START

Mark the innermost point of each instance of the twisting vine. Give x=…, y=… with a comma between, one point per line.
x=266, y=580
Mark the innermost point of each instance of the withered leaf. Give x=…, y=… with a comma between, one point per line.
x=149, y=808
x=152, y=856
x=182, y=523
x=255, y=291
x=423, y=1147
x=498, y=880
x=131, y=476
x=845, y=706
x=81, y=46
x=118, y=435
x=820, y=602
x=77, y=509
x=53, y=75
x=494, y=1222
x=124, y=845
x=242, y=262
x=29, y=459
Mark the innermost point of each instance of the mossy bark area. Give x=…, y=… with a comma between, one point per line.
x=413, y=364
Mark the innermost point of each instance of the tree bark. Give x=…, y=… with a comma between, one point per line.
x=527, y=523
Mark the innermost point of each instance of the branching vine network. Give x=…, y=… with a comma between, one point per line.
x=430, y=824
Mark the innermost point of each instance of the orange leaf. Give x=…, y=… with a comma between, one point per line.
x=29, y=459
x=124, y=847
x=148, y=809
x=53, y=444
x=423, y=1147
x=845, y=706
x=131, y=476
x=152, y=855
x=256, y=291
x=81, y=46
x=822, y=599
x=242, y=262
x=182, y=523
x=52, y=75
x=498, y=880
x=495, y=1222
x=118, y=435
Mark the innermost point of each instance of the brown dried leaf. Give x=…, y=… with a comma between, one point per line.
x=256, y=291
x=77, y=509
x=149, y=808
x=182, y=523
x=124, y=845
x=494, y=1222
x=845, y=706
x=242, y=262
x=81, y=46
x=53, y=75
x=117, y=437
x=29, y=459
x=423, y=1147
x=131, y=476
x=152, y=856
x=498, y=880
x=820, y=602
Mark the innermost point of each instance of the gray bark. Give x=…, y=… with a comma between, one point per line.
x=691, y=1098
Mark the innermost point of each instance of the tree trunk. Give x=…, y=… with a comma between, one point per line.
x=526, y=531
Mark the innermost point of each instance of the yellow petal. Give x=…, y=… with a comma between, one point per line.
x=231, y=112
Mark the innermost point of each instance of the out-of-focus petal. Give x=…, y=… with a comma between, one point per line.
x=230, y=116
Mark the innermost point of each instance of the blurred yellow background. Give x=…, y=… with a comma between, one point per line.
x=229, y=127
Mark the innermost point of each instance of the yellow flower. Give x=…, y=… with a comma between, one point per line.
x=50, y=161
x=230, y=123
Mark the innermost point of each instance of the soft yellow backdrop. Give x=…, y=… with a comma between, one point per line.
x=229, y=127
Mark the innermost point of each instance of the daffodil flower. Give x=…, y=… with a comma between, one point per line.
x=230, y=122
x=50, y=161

END

#### [EXERCISE DIRECTIONS]
Rewrite the material above with every "innermost" switched to "central", leaving everything else unchanged.

#### [ANSWER BELOW]
Mark the central point of each instance of the twisting vine. Give x=…, y=… with a comma between, one point per line.
x=266, y=580
Mark the central point of each instance of the withered leaf. Give x=…, y=… with a comma between, one point per line.
x=149, y=808
x=152, y=856
x=182, y=523
x=255, y=291
x=423, y=1147
x=498, y=880
x=131, y=476
x=845, y=706
x=81, y=46
x=118, y=435
x=820, y=602
x=77, y=509
x=53, y=75
x=494, y=1222
x=124, y=845
x=242, y=262
x=29, y=459
Mark the central point of each instance of the mossy bark area. Give x=…, y=… with a comma between, one point per line.
x=413, y=364
Mark the central point of each instance of the tree bark. Give x=…, y=… with a comma between, one point per line.
x=527, y=523
Mark the central point of each instance of the branching vine network. Give x=…, y=… with a comma between, one point per line.
x=430, y=824
Mark the central point of each instance of the orange leaf. Give x=…, y=… with a comma between, one point per line.
x=29, y=459
x=124, y=847
x=148, y=809
x=53, y=444
x=423, y=1147
x=845, y=706
x=131, y=476
x=152, y=855
x=256, y=291
x=81, y=46
x=822, y=599
x=242, y=262
x=182, y=523
x=52, y=75
x=498, y=880
x=495, y=1222
x=118, y=435
Mark the central point of each instance of the brown dried leaf. Give x=…, y=… with a comma between, one point per line.
x=256, y=291
x=77, y=509
x=149, y=808
x=182, y=523
x=124, y=845
x=494, y=1222
x=845, y=706
x=242, y=262
x=81, y=46
x=53, y=75
x=117, y=437
x=29, y=459
x=423, y=1147
x=131, y=476
x=152, y=856
x=498, y=880
x=820, y=602
Mark the central point of each instance of the gray bark. Give x=…, y=… with a comma between, one point per line.
x=691, y=1098
Mark the central point of each instance of the tree trunk. Give x=…, y=… with a comma between, one point per line.
x=526, y=531
Mark the central point of each instance of the yellow petal. Give x=…, y=… with a comma between, one point per line.
x=231, y=112
Mark the central point of each instance of the out-of-focus petal. Give x=…, y=… with a comma between, one point per line.
x=230, y=116
Mark the central point of each instance of the blurred yellow background. Give x=…, y=… with a comma between, one point per line.
x=229, y=127
Mark the central point of each instance of the yellow flower. Give x=…, y=… with a comma between, one point per line.
x=50, y=161
x=230, y=123
Mark the central point of each instance of the soft yellow backdrop. Give x=…, y=… with a comma between, one point per line.
x=229, y=127
Mark the central point of each instance of the daffodil flower. Give x=…, y=… with a comma between, one point per line.
x=230, y=122
x=50, y=161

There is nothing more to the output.